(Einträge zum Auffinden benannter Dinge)
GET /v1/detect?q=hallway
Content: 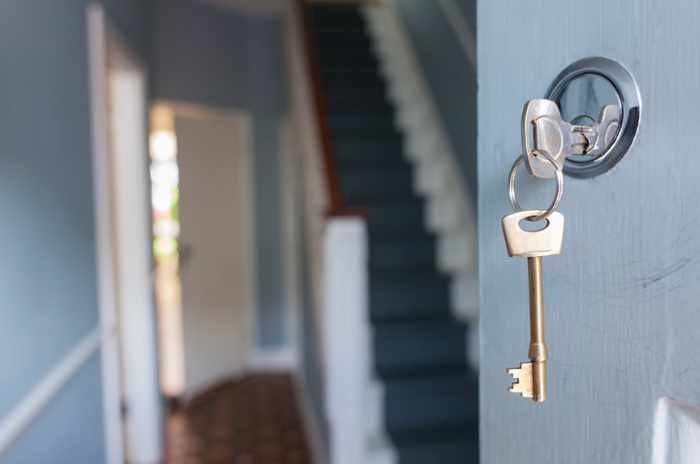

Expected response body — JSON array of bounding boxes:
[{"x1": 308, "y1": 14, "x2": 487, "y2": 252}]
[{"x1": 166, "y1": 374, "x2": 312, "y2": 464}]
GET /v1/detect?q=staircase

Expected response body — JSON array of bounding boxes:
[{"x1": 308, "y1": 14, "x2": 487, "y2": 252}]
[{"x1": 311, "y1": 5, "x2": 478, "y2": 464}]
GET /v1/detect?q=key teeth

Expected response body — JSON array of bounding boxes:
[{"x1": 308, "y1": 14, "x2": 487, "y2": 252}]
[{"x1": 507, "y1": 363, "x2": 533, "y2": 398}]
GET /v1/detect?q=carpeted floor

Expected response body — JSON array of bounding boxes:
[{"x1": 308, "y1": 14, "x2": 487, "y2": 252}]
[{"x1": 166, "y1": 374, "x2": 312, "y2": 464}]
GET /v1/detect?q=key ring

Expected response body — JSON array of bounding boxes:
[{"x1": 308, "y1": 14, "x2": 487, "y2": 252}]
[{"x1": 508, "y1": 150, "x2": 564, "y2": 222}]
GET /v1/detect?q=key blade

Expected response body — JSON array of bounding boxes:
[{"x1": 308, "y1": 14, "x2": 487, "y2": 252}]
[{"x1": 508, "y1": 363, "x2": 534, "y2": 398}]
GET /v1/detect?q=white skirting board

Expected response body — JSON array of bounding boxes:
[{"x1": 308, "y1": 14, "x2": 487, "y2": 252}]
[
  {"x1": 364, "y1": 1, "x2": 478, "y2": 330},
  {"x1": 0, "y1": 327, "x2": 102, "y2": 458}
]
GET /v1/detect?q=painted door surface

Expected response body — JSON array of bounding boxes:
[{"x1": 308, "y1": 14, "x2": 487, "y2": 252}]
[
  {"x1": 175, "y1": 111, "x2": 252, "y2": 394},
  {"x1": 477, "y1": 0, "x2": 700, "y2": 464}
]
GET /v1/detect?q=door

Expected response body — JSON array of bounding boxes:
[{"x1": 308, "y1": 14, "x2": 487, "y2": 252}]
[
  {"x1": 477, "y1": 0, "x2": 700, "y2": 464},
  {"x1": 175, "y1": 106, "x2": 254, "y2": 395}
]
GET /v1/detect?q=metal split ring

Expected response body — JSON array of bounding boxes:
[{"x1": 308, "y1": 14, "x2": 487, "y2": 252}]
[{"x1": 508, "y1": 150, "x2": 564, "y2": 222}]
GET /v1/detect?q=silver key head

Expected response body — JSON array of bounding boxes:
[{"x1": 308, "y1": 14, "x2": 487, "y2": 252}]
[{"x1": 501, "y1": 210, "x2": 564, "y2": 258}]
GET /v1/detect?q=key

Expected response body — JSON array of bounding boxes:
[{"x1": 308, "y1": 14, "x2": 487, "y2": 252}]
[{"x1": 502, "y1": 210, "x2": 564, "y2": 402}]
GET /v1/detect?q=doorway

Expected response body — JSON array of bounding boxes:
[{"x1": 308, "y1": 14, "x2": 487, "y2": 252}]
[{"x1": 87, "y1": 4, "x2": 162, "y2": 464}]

* Gestellte Aufgabe *
Ersetze in allen Zeilen oben „JSON array“ durch „JSON list“ und gib sie sonst unverändert wieder. Lass die Bilder in deiner Antwort bitte weg.

* Vollständige Antwort *
GET /v1/detect?q=hallway
Content: 

Expected response body — JSON list of bounding boxes:
[{"x1": 308, "y1": 14, "x2": 487, "y2": 252}]
[{"x1": 166, "y1": 374, "x2": 312, "y2": 464}]
GET /v1/detect?q=staircase

Expected response body — JSON list of bounding boxes:
[{"x1": 308, "y1": 14, "x2": 487, "y2": 252}]
[{"x1": 311, "y1": 5, "x2": 478, "y2": 464}]
GET /v1/detect?q=key teeth

Expected response body — JSON list of bounding boxes:
[{"x1": 308, "y1": 14, "x2": 487, "y2": 252}]
[{"x1": 507, "y1": 363, "x2": 533, "y2": 398}]
GET /v1/detect?q=carpeted floor

Expected response body — JSON list of bounding boxes:
[{"x1": 308, "y1": 14, "x2": 487, "y2": 252}]
[{"x1": 166, "y1": 374, "x2": 312, "y2": 464}]
GET /v1/detect?q=key ring

Expected response body — JSON list of bounding boxes:
[{"x1": 308, "y1": 14, "x2": 487, "y2": 252}]
[{"x1": 508, "y1": 150, "x2": 564, "y2": 222}]
GET /v1/detect?q=key blade

Expected response body — JSON list of bounding boxes:
[{"x1": 308, "y1": 14, "x2": 487, "y2": 252}]
[{"x1": 508, "y1": 363, "x2": 534, "y2": 398}]
GET /v1/detect?q=white skirting board

Expected response body — JSON list of bounding boxes:
[{"x1": 308, "y1": 14, "x2": 487, "y2": 252}]
[
  {"x1": 364, "y1": 1, "x2": 478, "y2": 330},
  {"x1": 0, "y1": 327, "x2": 102, "y2": 458}
]
GET /v1/detect?q=painted door surface

Expected response body — JSON list of bounding boxes:
[{"x1": 308, "y1": 14, "x2": 487, "y2": 252}]
[
  {"x1": 175, "y1": 111, "x2": 252, "y2": 394},
  {"x1": 477, "y1": 0, "x2": 700, "y2": 464}
]
GET /v1/detect?q=door

Expected response body — JSON list of bounding boxes:
[{"x1": 308, "y1": 14, "x2": 487, "y2": 252}]
[
  {"x1": 477, "y1": 0, "x2": 700, "y2": 464},
  {"x1": 175, "y1": 106, "x2": 254, "y2": 395}
]
GET /v1/detect?q=metal split ring

Expected response body — JSON list of bounding boxes:
[{"x1": 308, "y1": 14, "x2": 487, "y2": 252}]
[{"x1": 508, "y1": 150, "x2": 564, "y2": 222}]
GET /v1/detect?q=silver key head

Expected response body — JSON list of bounding boxes:
[{"x1": 308, "y1": 14, "x2": 487, "y2": 252}]
[{"x1": 501, "y1": 210, "x2": 564, "y2": 258}]
GET /v1/detect?q=key

Expected response body — JSON list of bounding boxes:
[{"x1": 308, "y1": 14, "x2": 487, "y2": 252}]
[{"x1": 502, "y1": 210, "x2": 564, "y2": 402}]
GET /v1/detect?q=doorway

Expected response body — JSON list of bounding boxes:
[{"x1": 308, "y1": 14, "x2": 487, "y2": 252}]
[{"x1": 87, "y1": 4, "x2": 162, "y2": 464}]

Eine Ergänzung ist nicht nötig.